··· Given records

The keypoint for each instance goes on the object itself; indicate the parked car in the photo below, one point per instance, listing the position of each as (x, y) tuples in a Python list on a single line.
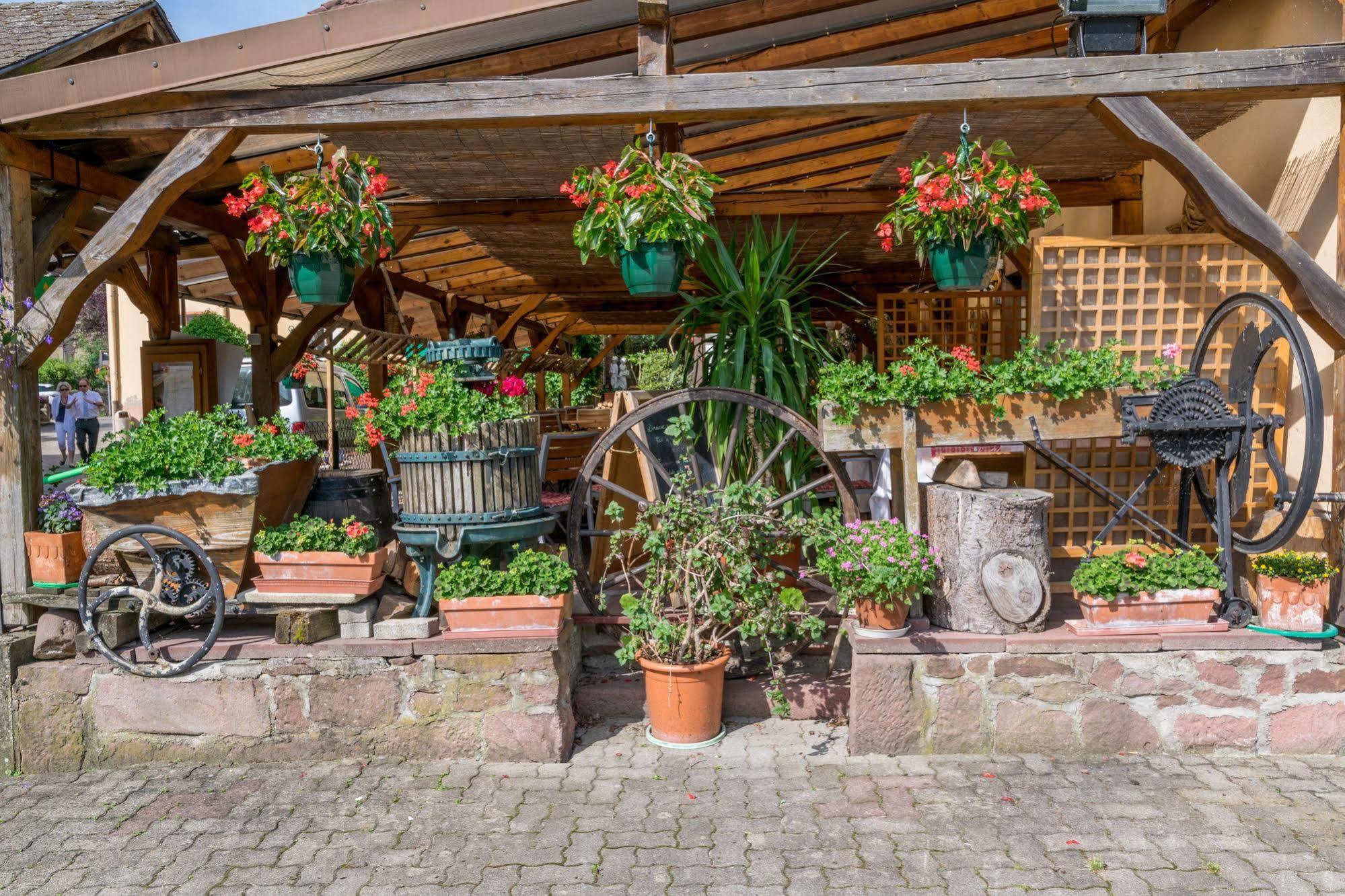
[(303, 404)]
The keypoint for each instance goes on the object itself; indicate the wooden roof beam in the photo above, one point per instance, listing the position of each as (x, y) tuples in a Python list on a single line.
[(876, 91)]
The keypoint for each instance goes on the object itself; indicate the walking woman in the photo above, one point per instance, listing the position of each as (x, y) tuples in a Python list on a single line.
[(65, 420)]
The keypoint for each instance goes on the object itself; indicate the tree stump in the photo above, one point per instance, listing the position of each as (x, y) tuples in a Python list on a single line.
[(994, 559)]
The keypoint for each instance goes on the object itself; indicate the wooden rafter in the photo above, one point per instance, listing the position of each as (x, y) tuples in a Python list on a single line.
[(876, 91), (52, 315)]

······

● Exercise description
Convert the records above into a two-column CSV with the header row "instruction,answer" and one row for each record. Put the record's text under "instruction" and its answer under "answer", enclose each field in double quotes, replace any line breaks with spaces, include every record, and leave the pictures out.

● Response below
instruction,answer
"The keypoint for each instance goes on the object itself; indicate the parked car in the photo below, one point per instance, listing the position of each as (x, y) tuples in a Python list on a single line.","[(303, 404)]"
"The keypoint for each instance goes on the object itself; indicate the wooden roof beam in the photo above, one point per instance, listing the position of each as (x, y) tuples in a Python list on a single line.","[(876, 91)]"
"The keypoint for each instance goes on the object itself; indicate the walking woman in the photo above, one point per instance, listing the position of each as (x, y) tuples in a Python list on a single line.","[(65, 420)]"
"The keypoint for each instance goes on the object itself; indicate the tree stump in the photo above, one point per instance, listing the position of each as (x, y) tuples in a Python list on a single line.","[(994, 559)]"
"The keypoint for each instance goes on the object itself; indicate the wooden rafter in the photo above, one point per instance, listing the position of each as (x, y) tuples in a Python list on a single line.","[(876, 91), (52, 315)]"